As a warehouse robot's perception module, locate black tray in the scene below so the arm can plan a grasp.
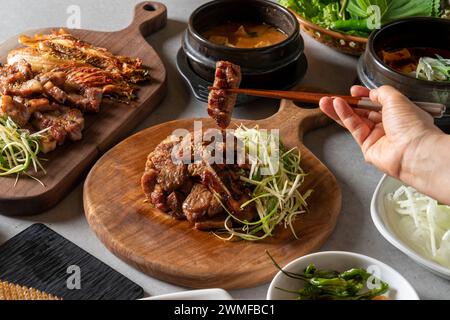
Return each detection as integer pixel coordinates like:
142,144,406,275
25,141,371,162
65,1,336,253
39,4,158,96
0,224,143,300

□ □ □

EXERCISE -
Rewrite the entries with "black tray" replaced by "blue crate" and everything else left as is. Leave the pictures out.

RESULT -
As a warehouse robot's perception module, locate blue crate in the scene below so the arm can plan a grasp.
Return each detection as integer pixel coordinates like:
142,144,406,275
25,141,371,162
65,1,336,253
39,4,158,96
0,224,143,300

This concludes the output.